Task statement:
Reproduce the data below line for line, omitting the pictures from your answer.

The records:
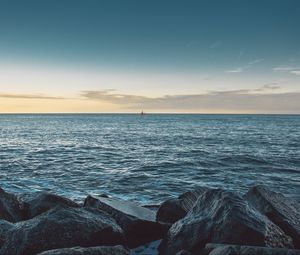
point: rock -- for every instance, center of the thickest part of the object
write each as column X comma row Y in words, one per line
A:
column 40, row 202
column 98, row 250
column 11, row 209
column 222, row 217
column 63, row 227
column 146, row 249
column 284, row 212
column 5, row 227
column 225, row 249
column 184, row 252
column 138, row 223
column 153, row 207
column 175, row 209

Correct response:
point: rock -- for every instance, center of the thickest part of the object
write each as column X comma row Y in words, one per line
A:
column 40, row 202
column 98, row 250
column 11, row 209
column 222, row 217
column 63, row 227
column 146, row 249
column 284, row 212
column 5, row 227
column 225, row 249
column 184, row 252
column 138, row 223
column 153, row 207
column 175, row 209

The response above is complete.